(Dataset rows)
►
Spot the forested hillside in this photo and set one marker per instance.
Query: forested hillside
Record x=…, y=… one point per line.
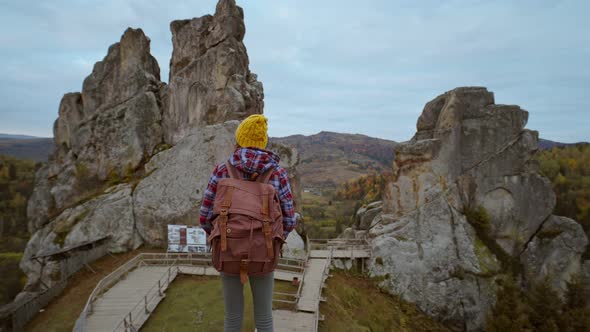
x=16, y=185
x=568, y=168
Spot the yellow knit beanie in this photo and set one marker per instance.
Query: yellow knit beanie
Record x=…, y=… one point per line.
x=252, y=132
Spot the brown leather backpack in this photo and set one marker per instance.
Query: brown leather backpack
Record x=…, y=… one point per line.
x=247, y=235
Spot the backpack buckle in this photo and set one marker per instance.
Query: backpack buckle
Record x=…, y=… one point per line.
x=244, y=270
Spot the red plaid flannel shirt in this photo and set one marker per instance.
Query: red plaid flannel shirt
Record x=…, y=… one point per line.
x=250, y=160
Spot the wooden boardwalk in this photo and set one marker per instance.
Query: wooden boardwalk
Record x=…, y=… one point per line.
x=124, y=300
x=126, y=297
x=293, y=321
x=312, y=285
x=210, y=271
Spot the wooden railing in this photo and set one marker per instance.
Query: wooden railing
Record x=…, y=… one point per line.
x=337, y=244
x=325, y=273
x=174, y=261
x=147, y=303
x=103, y=285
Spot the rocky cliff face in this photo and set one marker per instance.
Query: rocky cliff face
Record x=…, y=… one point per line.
x=134, y=154
x=467, y=205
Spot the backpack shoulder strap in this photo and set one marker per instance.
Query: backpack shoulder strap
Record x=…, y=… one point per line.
x=264, y=177
x=233, y=171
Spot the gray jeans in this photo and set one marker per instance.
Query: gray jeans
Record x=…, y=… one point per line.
x=233, y=296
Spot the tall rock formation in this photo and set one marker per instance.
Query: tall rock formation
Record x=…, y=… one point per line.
x=467, y=205
x=134, y=154
x=209, y=77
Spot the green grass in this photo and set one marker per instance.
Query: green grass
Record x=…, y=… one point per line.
x=195, y=303
x=13, y=279
x=355, y=303
x=322, y=214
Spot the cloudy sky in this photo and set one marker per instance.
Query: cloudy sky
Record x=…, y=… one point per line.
x=348, y=66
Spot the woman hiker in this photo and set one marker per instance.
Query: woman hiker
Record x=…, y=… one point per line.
x=250, y=157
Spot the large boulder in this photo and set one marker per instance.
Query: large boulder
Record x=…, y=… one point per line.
x=108, y=215
x=104, y=133
x=171, y=193
x=366, y=214
x=465, y=207
x=209, y=77
x=555, y=252
x=134, y=154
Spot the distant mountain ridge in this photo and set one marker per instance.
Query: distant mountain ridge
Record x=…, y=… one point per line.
x=545, y=144
x=18, y=136
x=329, y=159
x=26, y=147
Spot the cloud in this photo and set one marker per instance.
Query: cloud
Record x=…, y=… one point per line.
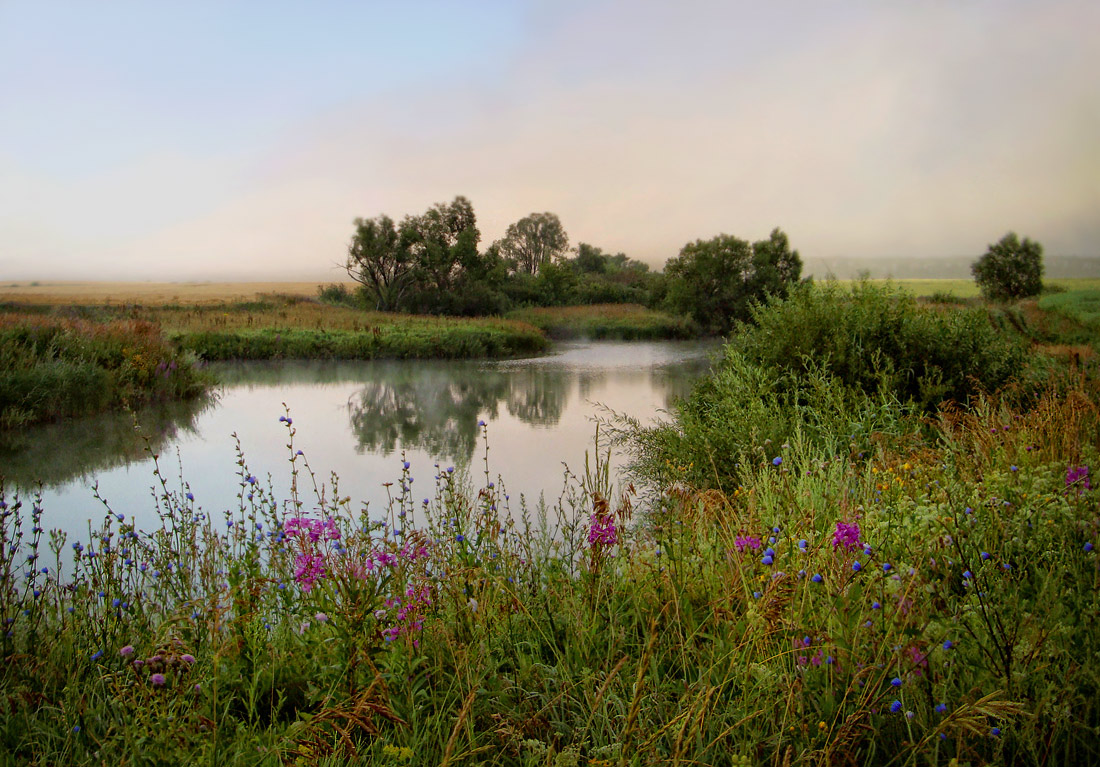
x=924, y=129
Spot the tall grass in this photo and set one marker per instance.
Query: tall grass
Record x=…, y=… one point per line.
x=908, y=609
x=617, y=321
x=53, y=368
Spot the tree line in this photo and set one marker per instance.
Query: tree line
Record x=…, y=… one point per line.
x=432, y=263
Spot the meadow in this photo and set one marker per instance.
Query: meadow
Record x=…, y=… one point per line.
x=828, y=570
x=606, y=321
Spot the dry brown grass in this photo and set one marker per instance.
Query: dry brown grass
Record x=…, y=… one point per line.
x=107, y=293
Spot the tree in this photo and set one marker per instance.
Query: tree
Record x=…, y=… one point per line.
x=378, y=259
x=1010, y=269
x=532, y=241
x=716, y=281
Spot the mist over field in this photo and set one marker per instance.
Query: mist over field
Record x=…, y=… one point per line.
x=212, y=142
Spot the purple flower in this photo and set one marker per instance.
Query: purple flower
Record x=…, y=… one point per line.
x=846, y=535
x=602, y=530
x=1079, y=477
x=744, y=541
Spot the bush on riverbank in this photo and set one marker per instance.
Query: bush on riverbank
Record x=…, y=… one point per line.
x=842, y=369
x=442, y=341
x=53, y=368
x=917, y=605
x=607, y=321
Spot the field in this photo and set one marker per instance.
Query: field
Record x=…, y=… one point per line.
x=815, y=562
x=146, y=293
x=619, y=321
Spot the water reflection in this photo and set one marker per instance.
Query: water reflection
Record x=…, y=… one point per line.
x=354, y=419
x=59, y=453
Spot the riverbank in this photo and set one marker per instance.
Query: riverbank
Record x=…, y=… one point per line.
x=815, y=561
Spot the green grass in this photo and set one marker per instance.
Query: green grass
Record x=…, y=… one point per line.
x=53, y=368
x=614, y=321
x=1078, y=305
x=882, y=584
x=646, y=634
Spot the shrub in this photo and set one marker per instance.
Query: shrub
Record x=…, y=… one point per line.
x=1010, y=269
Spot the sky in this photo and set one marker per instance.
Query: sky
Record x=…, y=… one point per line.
x=216, y=140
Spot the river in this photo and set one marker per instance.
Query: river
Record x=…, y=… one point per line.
x=355, y=419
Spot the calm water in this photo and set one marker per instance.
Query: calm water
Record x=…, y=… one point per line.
x=354, y=419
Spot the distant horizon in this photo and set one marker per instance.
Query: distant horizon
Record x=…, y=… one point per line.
x=165, y=141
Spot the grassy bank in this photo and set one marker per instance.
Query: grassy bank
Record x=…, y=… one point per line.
x=53, y=368
x=910, y=606
x=606, y=321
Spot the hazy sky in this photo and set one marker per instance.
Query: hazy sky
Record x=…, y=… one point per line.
x=238, y=140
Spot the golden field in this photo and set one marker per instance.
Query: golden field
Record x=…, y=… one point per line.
x=97, y=293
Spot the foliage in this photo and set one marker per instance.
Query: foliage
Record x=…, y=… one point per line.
x=716, y=281
x=430, y=264
x=833, y=368
x=53, y=368
x=921, y=605
x=1010, y=269
x=534, y=241
x=440, y=340
x=620, y=321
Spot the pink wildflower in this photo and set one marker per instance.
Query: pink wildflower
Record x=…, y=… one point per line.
x=744, y=541
x=309, y=568
x=846, y=535
x=602, y=530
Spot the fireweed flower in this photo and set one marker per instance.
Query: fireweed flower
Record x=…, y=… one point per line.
x=846, y=535
x=1079, y=477
x=602, y=530
x=746, y=541
x=308, y=569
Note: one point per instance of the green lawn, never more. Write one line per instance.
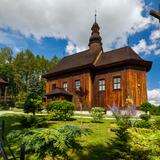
(94, 145)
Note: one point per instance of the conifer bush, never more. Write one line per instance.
(61, 110)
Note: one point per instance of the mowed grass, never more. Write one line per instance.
(94, 145)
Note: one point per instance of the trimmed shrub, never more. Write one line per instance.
(33, 103)
(32, 121)
(97, 113)
(156, 123)
(142, 124)
(145, 117)
(146, 107)
(61, 110)
(19, 104)
(49, 142)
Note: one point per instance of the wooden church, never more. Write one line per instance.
(104, 78)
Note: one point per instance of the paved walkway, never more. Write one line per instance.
(84, 114)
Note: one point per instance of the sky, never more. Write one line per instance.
(62, 27)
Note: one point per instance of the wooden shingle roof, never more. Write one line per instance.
(125, 55)
(97, 59)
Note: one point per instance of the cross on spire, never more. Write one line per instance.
(95, 15)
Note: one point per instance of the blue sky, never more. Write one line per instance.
(57, 27)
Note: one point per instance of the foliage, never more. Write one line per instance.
(155, 110)
(143, 124)
(49, 142)
(32, 121)
(97, 113)
(145, 117)
(61, 109)
(18, 70)
(144, 143)
(32, 103)
(146, 106)
(156, 123)
(19, 104)
(119, 146)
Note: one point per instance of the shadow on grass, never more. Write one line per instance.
(96, 121)
(95, 152)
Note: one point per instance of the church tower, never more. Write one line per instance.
(95, 39)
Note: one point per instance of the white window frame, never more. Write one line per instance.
(116, 82)
(77, 85)
(65, 86)
(102, 85)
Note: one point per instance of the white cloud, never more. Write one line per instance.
(154, 96)
(143, 47)
(72, 19)
(155, 35)
(71, 48)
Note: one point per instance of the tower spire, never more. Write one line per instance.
(95, 15)
(95, 38)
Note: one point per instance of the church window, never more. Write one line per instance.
(102, 85)
(65, 86)
(117, 83)
(77, 84)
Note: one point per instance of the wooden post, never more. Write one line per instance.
(22, 152)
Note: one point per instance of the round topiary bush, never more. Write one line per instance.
(145, 117)
(97, 113)
(61, 109)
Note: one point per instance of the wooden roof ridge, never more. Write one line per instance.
(98, 59)
(59, 90)
(124, 55)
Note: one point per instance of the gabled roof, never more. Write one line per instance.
(79, 60)
(125, 55)
(97, 59)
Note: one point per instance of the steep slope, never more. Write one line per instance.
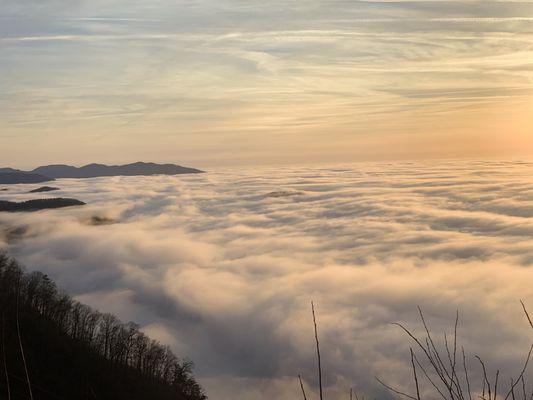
(58, 348)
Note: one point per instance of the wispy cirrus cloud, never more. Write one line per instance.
(228, 73)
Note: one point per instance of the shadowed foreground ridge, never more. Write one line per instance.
(63, 349)
(38, 204)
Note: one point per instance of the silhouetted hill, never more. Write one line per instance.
(61, 349)
(38, 204)
(96, 170)
(10, 178)
(43, 189)
(8, 170)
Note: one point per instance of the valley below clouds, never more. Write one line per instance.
(222, 266)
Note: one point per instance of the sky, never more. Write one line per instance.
(220, 82)
(222, 267)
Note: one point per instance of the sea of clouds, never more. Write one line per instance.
(222, 266)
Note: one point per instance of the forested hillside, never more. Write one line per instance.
(53, 347)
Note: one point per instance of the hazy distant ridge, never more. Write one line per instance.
(7, 178)
(51, 172)
(95, 170)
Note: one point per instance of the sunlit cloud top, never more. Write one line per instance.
(214, 82)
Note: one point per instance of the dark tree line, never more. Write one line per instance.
(74, 351)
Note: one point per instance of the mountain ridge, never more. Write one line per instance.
(56, 171)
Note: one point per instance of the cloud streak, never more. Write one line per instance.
(324, 81)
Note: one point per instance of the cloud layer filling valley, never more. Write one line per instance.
(222, 266)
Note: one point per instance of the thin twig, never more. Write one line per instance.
(302, 386)
(20, 344)
(527, 314)
(4, 358)
(414, 373)
(318, 353)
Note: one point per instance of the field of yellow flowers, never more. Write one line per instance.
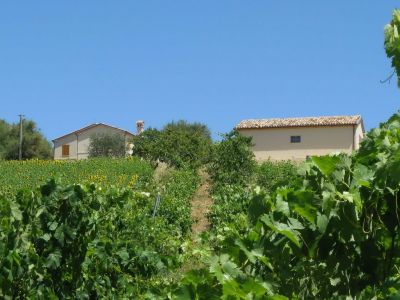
(17, 175)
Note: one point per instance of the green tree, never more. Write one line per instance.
(34, 144)
(179, 144)
(232, 160)
(148, 145)
(186, 144)
(107, 145)
(392, 42)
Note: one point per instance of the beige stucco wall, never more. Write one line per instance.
(79, 143)
(274, 143)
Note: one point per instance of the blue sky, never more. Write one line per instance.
(66, 64)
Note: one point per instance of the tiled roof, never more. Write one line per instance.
(300, 122)
(91, 126)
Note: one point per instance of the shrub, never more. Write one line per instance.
(179, 144)
(271, 175)
(232, 160)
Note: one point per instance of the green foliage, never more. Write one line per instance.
(179, 144)
(334, 234)
(148, 145)
(29, 174)
(107, 145)
(34, 144)
(392, 42)
(87, 241)
(232, 160)
(272, 174)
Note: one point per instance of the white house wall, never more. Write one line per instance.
(274, 143)
(79, 144)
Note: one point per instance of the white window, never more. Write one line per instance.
(295, 139)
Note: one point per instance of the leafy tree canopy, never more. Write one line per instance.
(179, 144)
(34, 144)
(232, 160)
(392, 42)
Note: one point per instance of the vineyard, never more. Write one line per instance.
(328, 228)
(91, 232)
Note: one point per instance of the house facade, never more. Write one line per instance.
(75, 145)
(298, 138)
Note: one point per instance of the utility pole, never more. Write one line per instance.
(20, 136)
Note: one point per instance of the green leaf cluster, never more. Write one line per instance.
(179, 144)
(84, 241)
(392, 42)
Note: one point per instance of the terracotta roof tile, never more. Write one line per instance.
(300, 122)
(91, 126)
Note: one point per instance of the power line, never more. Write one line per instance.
(20, 136)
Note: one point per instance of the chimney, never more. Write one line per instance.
(139, 126)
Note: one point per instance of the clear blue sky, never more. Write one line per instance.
(66, 64)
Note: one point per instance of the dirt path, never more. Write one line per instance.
(201, 205)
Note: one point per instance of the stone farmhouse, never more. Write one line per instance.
(75, 145)
(298, 138)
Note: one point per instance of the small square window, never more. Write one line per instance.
(65, 150)
(295, 139)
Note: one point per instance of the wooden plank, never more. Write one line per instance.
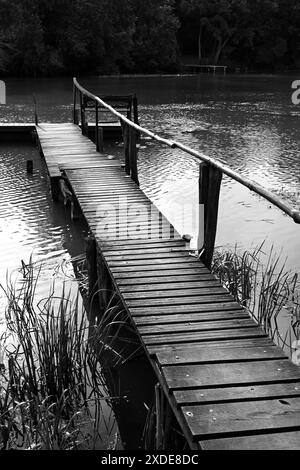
(171, 259)
(162, 270)
(218, 375)
(171, 286)
(156, 281)
(189, 317)
(229, 419)
(278, 441)
(202, 336)
(202, 356)
(197, 299)
(133, 245)
(231, 394)
(124, 252)
(195, 326)
(187, 292)
(262, 341)
(167, 309)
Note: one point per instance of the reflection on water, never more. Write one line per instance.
(248, 122)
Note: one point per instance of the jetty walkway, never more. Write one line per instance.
(227, 383)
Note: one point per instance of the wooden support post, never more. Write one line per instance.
(91, 259)
(133, 155)
(74, 104)
(29, 167)
(209, 191)
(105, 285)
(99, 139)
(125, 131)
(135, 110)
(136, 115)
(55, 191)
(76, 117)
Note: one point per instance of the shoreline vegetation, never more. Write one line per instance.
(52, 388)
(107, 37)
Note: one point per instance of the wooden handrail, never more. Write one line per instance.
(248, 183)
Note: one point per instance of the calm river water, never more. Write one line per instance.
(249, 122)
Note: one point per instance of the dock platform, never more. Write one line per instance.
(227, 383)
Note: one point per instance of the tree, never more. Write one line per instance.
(219, 21)
(154, 39)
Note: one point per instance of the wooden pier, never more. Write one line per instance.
(228, 385)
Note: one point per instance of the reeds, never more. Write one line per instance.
(263, 285)
(51, 386)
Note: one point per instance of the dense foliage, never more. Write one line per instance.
(42, 37)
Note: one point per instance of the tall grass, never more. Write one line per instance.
(51, 386)
(263, 285)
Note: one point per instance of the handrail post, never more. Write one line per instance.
(125, 131)
(136, 115)
(74, 103)
(82, 117)
(210, 179)
(98, 131)
(133, 155)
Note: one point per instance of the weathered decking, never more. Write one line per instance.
(229, 386)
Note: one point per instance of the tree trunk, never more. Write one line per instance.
(200, 42)
(220, 47)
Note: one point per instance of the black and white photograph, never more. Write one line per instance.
(149, 228)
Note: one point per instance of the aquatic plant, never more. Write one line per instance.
(51, 387)
(263, 285)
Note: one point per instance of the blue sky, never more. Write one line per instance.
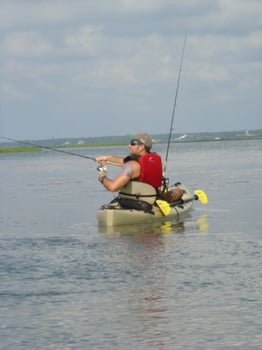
(110, 67)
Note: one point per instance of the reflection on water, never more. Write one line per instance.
(193, 283)
(159, 228)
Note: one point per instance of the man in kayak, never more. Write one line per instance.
(141, 164)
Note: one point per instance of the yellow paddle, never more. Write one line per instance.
(165, 207)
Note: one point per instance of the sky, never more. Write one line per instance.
(84, 68)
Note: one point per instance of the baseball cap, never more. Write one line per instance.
(144, 138)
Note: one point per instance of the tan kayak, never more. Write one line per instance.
(138, 203)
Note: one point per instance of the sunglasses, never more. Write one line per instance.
(134, 142)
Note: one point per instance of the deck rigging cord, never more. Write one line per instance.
(174, 107)
(48, 148)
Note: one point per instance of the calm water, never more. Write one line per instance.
(193, 284)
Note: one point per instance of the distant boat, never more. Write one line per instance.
(181, 137)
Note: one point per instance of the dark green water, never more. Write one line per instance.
(192, 284)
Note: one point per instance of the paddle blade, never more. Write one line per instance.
(163, 206)
(201, 196)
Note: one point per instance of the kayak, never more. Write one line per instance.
(138, 203)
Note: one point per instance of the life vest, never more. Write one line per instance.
(151, 169)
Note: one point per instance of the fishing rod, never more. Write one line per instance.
(174, 107)
(48, 148)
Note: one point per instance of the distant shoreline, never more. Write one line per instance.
(15, 149)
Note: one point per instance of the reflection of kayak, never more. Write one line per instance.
(138, 203)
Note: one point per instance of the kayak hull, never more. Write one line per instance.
(113, 215)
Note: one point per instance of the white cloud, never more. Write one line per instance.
(113, 55)
(25, 44)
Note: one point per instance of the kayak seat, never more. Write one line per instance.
(139, 191)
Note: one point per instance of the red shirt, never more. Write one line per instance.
(151, 169)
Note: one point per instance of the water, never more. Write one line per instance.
(191, 284)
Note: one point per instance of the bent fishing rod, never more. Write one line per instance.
(48, 148)
(174, 107)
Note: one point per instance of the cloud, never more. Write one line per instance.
(120, 59)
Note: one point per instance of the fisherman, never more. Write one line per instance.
(141, 165)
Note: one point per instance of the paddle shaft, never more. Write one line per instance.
(184, 201)
(48, 148)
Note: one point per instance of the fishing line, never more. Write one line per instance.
(174, 107)
(48, 148)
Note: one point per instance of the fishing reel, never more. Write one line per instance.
(101, 169)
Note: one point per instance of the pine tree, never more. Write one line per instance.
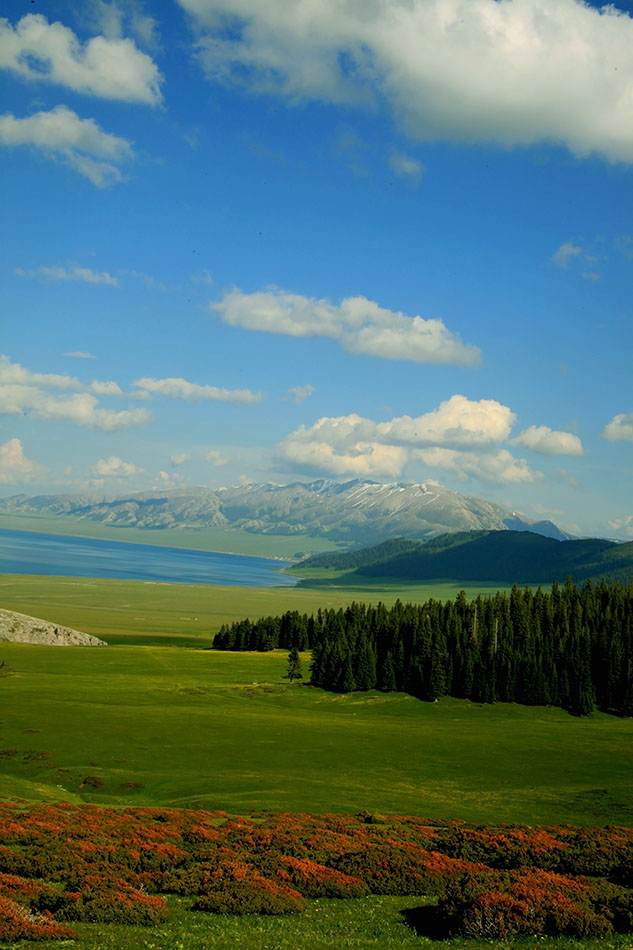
(294, 666)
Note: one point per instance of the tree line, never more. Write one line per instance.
(568, 647)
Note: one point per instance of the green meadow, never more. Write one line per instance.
(157, 718)
(122, 611)
(189, 727)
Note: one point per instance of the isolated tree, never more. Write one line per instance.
(294, 666)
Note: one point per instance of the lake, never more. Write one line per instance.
(28, 552)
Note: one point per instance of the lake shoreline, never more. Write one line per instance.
(58, 555)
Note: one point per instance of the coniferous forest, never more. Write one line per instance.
(568, 647)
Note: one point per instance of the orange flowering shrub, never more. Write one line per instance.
(18, 923)
(82, 862)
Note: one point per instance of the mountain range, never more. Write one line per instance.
(354, 512)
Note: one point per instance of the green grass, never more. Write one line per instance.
(363, 924)
(147, 612)
(196, 728)
(225, 540)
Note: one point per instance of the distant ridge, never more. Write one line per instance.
(354, 512)
(503, 556)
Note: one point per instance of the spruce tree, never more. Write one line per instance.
(294, 666)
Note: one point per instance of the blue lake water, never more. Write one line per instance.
(27, 552)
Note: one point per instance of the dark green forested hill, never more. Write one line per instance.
(503, 556)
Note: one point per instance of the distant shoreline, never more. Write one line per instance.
(52, 554)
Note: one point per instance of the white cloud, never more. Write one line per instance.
(14, 373)
(460, 436)
(14, 465)
(360, 325)
(457, 421)
(623, 525)
(115, 17)
(406, 167)
(299, 393)
(80, 143)
(206, 278)
(115, 467)
(566, 252)
(80, 408)
(84, 274)
(496, 468)
(367, 459)
(106, 388)
(193, 392)
(515, 72)
(620, 428)
(216, 457)
(114, 68)
(547, 441)
(22, 392)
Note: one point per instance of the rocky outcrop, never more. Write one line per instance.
◄
§ **PROBLEM STATEMENT**: Return, verbatim, the lines above that begin with the line containing "Spot the river in" and end with the line containing "x=165, y=141", including both of those lines.

§ **SOLUTION TO THIS EXERCISE**:
Spot the river in this photo and set one marker per instance.
Query: river
Record x=…, y=… one point per line.
x=355, y=419
Spot the calm water in this photo and set one marker per instance.
Query: calm water
Record x=…, y=… one point per line.
x=354, y=419
Spot the distant horizon in this photo and set one marker per instance.
Query: distant horizon
Record x=…, y=… one point per line.
x=165, y=141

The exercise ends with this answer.